THE EXERCISE
Copy the court opinion word for word between "KNIGHT, District Judge." and "computing the damages.", inclusive.

TEXT EXTRACT
<<<<

The opinion of the court was delivered by: KNIGHT

KNIGHT, District Judge.

This matter is on a hearing of exceptions of the respondents to the report of the Commissioner appointed to assess damages herein. Such report is a clear and comprehensive statement of facts deemed established and the law applicable thereto. The respondent excepted to the report of the Commissioner in twenty-eight specific instances. They relate, however, to two general matters, namely (1) the allowable freight rate from Buffalo to Oswego, and (2) the method of computing the damages.

The libellant shipped on board M/S Buckeye State, owned and operated by Federal Motorship Corporation, 87,700 bushels No. 2 yellow corn, in apparent good order, for carriage to Oswego, New York, and consigned to itself. In transit the cargo was damaged by heat by the fault of the carrier. It was agreed by the parties that the cargo should be delivered at Buffalo and that the shipper should pay the freight to Oswego, New York.

>>>>

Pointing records
<<<<

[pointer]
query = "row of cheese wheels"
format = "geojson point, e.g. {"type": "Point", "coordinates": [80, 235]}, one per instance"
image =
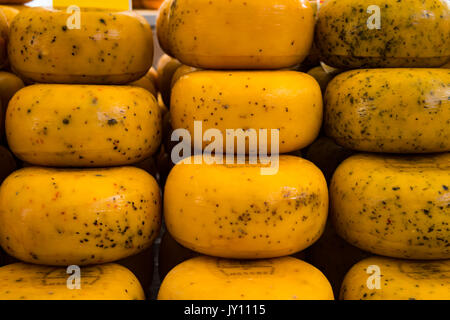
{"type": "Point", "coordinates": [211, 278]}
{"type": "Point", "coordinates": [375, 110]}
{"type": "Point", "coordinates": [392, 206]}
{"type": "Point", "coordinates": [216, 35]}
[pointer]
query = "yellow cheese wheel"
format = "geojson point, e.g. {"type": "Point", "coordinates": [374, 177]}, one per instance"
{"type": "Point", "coordinates": [233, 211]}
{"type": "Point", "coordinates": [63, 217]}
{"type": "Point", "coordinates": [333, 256]}
{"type": "Point", "coordinates": [147, 82]}
{"type": "Point", "coordinates": [7, 163]}
{"type": "Point", "coordinates": [22, 281]}
{"type": "Point", "coordinates": [398, 280]}
{"type": "Point", "coordinates": [254, 34]}
{"type": "Point", "coordinates": [287, 101]}
{"type": "Point", "coordinates": [83, 125]}
{"type": "Point", "coordinates": [390, 110]}
{"type": "Point", "coordinates": [394, 206]}
{"type": "Point", "coordinates": [207, 278]}
{"type": "Point", "coordinates": [384, 33]}
{"type": "Point", "coordinates": [108, 48]}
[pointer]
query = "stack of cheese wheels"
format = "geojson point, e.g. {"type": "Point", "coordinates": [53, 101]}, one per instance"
{"type": "Point", "coordinates": [80, 203]}
{"type": "Point", "coordinates": [246, 213]}
{"type": "Point", "coordinates": [392, 199]}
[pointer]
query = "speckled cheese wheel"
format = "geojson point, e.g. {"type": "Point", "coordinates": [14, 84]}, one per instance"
{"type": "Point", "coordinates": [82, 217]}
{"type": "Point", "coordinates": [83, 125]}
{"type": "Point", "coordinates": [233, 211]}
{"type": "Point", "coordinates": [251, 34]}
{"type": "Point", "coordinates": [394, 206]}
{"type": "Point", "coordinates": [390, 110]}
{"type": "Point", "coordinates": [207, 278]}
{"type": "Point", "coordinates": [411, 33]}
{"type": "Point", "coordinates": [287, 101]}
{"type": "Point", "coordinates": [110, 48]}
{"type": "Point", "coordinates": [22, 281]}
{"type": "Point", "coordinates": [399, 280]}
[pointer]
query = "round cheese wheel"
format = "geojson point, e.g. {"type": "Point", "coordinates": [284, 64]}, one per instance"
{"type": "Point", "coordinates": [105, 48]}
{"type": "Point", "coordinates": [390, 110]}
{"type": "Point", "coordinates": [83, 125]}
{"type": "Point", "coordinates": [207, 278]}
{"type": "Point", "coordinates": [384, 33]}
{"type": "Point", "coordinates": [82, 217]}
{"type": "Point", "coordinates": [287, 101]}
{"type": "Point", "coordinates": [22, 281]}
{"type": "Point", "coordinates": [234, 211]}
{"type": "Point", "coordinates": [394, 206]}
{"type": "Point", "coordinates": [379, 278]}
{"type": "Point", "coordinates": [254, 34]}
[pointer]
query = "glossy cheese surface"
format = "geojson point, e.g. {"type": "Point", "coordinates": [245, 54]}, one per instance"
{"type": "Point", "coordinates": [206, 278]}
{"type": "Point", "coordinates": [108, 48]}
{"type": "Point", "coordinates": [235, 212]}
{"type": "Point", "coordinates": [22, 281]}
{"type": "Point", "coordinates": [4, 30]}
{"type": "Point", "coordinates": [410, 33]}
{"type": "Point", "coordinates": [394, 206]}
{"type": "Point", "coordinates": [390, 110]}
{"type": "Point", "coordinates": [400, 280]}
{"type": "Point", "coordinates": [63, 217]}
{"type": "Point", "coordinates": [254, 34]}
{"type": "Point", "coordinates": [287, 101]}
{"type": "Point", "coordinates": [82, 125]}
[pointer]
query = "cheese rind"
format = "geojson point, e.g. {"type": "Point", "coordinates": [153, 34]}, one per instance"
{"type": "Point", "coordinates": [255, 34]}
{"type": "Point", "coordinates": [399, 280]}
{"type": "Point", "coordinates": [233, 211]}
{"type": "Point", "coordinates": [207, 278]}
{"type": "Point", "coordinates": [83, 126]}
{"type": "Point", "coordinates": [108, 47]}
{"type": "Point", "coordinates": [394, 206]}
{"type": "Point", "coordinates": [390, 110]}
{"type": "Point", "coordinates": [82, 217]}
{"type": "Point", "coordinates": [22, 281]}
{"type": "Point", "coordinates": [348, 34]}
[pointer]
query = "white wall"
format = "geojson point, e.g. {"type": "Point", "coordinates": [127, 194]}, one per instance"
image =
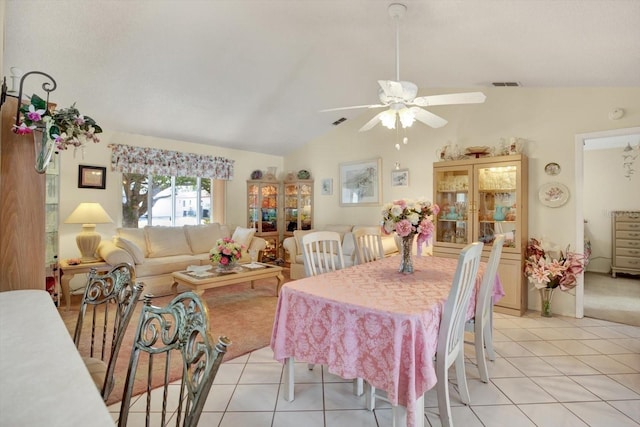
{"type": "Point", "coordinates": [548, 119]}
{"type": "Point", "coordinates": [110, 198]}
{"type": "Point", "coordinates": [603, 173]}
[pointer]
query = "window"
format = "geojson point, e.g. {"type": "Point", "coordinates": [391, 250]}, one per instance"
{"type": "Point", "coordinates": [170, 200]}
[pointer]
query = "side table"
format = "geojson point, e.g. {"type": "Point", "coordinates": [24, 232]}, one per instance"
{"type": "Point", "coordinates": [67, 272]}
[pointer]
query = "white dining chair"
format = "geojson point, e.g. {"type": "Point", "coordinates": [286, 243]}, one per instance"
{"type": "Point", "coordinates": [368, 244]}
{"type": "Point", "coordinates": [482, 322]}
{"type": "Point", "coordinates": [450, 348]}
{"type": "Point", "coordinates": [322, 252]}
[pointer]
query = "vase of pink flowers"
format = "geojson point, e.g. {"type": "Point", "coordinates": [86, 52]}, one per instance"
{"type": "Point", "coordinates": [409, 218]}
{"type": "Point", "coordinates": [225, 254]}
{"type": "Point", "coordinates": [549, 269]}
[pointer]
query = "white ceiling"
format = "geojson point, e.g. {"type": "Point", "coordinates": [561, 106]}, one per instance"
{"type": "Point", "coordinates": [253, 75]}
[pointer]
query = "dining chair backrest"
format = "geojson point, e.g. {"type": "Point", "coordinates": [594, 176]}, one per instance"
{"type": "Point", "coordinates": [179, 329]}
{"type": "Point", "coordinates": [107, 305]}
{"type": "Point", "coordinates": [322, 252]}
{"type": "Point", "coordinates": [484, 303]}
{"type": "Point", "coordinates": [368, 244]}
{"type": "Point", "coordinates": [482, 322]}
{"type": "Point", "coordinates": [450, 346]}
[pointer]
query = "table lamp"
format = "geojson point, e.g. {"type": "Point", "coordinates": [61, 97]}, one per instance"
{"type": "Point", "coordinates": [88, 214]}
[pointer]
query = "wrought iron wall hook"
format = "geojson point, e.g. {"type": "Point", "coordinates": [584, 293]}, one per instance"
{"type": "Point", "coordinates": [48, 87]}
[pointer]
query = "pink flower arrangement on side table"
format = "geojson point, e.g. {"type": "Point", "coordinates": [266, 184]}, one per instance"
{"type": "Point", "coordinates": [225, 252]}
{"type": "Point", "coordinates": [547, 271]}
{"type": "Point", "coordinates": [407, 217]}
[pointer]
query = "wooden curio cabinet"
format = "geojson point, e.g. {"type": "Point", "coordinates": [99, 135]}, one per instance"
{"type": "Point", "coordinates": [263, 209]}
{"type": "Point", "coordinates": [478, 199]}
{"type": "Point", "coordinates": [298, 205]}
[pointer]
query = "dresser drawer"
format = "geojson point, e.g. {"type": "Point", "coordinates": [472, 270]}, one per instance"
{"type": "Point", "coordinates": [627, 262]}
{"type": "Point", "coordinates": [631, 226]}
{"type": "Point", "coordinates": [628, 252]}
{"type": "Point", "coordinates": [631, 235]}
{"type": "Point", "coordinates": [631, 216]}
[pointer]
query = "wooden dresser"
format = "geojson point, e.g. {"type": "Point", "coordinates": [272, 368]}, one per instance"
{"type": "Point", "coordinates": [625, 242]}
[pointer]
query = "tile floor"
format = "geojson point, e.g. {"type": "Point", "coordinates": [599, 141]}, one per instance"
{"type": "Point", "coordinates": [557, 371]}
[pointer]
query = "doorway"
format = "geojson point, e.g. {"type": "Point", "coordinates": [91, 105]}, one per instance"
{"type": "Point", "coordinates": [598, 294]}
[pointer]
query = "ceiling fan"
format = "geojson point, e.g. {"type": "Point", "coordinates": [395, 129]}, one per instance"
{"type": "Point", "coordinates": [400, 96]}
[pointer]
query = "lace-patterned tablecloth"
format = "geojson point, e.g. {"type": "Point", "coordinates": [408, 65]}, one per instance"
{"type": "Point", "coordinates": [370, 321]}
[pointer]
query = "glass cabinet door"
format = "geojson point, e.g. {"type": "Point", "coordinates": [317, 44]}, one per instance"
{"type": "Point", "coordinates": [269, 208]}
{"type": "Point", "coordinates": [497, 203]}
{"type": "Point", "coordinates": [452, 189]}
{"type": "Point", "coordinates": [253, 205]}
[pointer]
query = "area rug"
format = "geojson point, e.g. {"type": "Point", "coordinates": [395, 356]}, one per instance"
{"type": "Point", "coordinates": [243, 314]}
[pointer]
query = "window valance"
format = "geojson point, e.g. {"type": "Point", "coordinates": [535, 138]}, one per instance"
{"type": "Point", "coordinates": [145, 160]}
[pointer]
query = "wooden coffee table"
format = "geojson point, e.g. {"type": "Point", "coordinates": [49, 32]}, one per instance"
{"type": "Point", "coordinates": [214, 279]}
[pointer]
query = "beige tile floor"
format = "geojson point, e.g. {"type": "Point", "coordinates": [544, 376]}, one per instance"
{"type": "Point", "coordinates": [552, 372]}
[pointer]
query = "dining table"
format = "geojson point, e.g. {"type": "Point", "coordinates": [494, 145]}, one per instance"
{"type": "Point", "coordinates": [372, 322]}
{"type": "Point", "coordinates": [43, 380]}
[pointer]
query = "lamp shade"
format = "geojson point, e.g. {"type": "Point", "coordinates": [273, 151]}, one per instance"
{"type": "Point", "coordinates": [88, 214]}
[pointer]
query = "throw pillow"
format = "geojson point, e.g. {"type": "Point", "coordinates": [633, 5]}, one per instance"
{"type": "Point", "coordinates": [202, 237]}
{"type": "Point", "coordinates": [133, 249]}
{"type": "Point", "coordinates": [243, 236]}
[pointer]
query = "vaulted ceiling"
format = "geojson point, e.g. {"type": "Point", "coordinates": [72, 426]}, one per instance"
{"type": "Point", "coordinates": [253, 74]}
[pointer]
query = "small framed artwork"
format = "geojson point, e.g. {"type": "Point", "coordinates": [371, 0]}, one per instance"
{"type": "Point", "coordinates": [400, 178]}
{"type": "Point", "coordinates": [552, 169]}
{"type": "Point", "coordinates": [327, 187]}
{"type": "Point", "coordinates": [361, 183]}
{"type": "Point", "coordinates": [92, 177]}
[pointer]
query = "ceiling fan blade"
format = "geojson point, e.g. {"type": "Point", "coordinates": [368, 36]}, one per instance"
{"type": "Point", "coordinates": [428, 118]}
{"type": "Point", "coordinates": [391, 89]}
{"type": "Point", "coordinates": [353, 107]}
{"type": "Point", "coordinates": [371, 123]}
{"type": "Point", "coordinates": [452, 98]}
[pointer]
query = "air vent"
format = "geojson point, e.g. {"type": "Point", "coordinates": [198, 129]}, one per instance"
{"type": "Point", "coordinates": [500, 84]}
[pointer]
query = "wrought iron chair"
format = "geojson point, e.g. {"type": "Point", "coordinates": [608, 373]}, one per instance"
{"type": "Point", "coordinates": [368, 244]}
{"type": "Point", "coordinates": [322, 252]}
{"type": "Point", "coordinates": [181, 329]}
{"type": "Point", "coordinates": [450, 347]}
{"type": "Point", "coordinates": [106, 309]}
{"type": "Point", "coordinates": [482, 323]}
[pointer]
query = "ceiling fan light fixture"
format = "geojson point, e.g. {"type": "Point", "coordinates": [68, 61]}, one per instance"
{"type": "Point", "coordinates": [388, 119]}
{"type": "Point", "coordinates": [407, 117]}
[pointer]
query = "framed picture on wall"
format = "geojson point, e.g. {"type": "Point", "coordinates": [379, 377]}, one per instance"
{"type": "Point", "coordinates": [327, 187]}
{"type": "Point", "coordinates": [92, 177]}
{"type": "Point", "coordinates": [400, 178]}
{"type": "Point", "coordinates": [361, 183]}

>>>>

FULL ANSWER
KNIGHT, District Judge.

This matter is on a hearing of exceptions of the respondents to the report of the Commissioner appointed to assess damages herein. Such report is a clear and comprehensive statement of facts deemed established and the law applicable thereto. The respondent excepted to the report of the Commissioner in twenty-eight specific instances. They relate, however, to two general matters, namely (1) the allowable freight rate from Buffalo to Oswego, and (2) the method of computing the damages.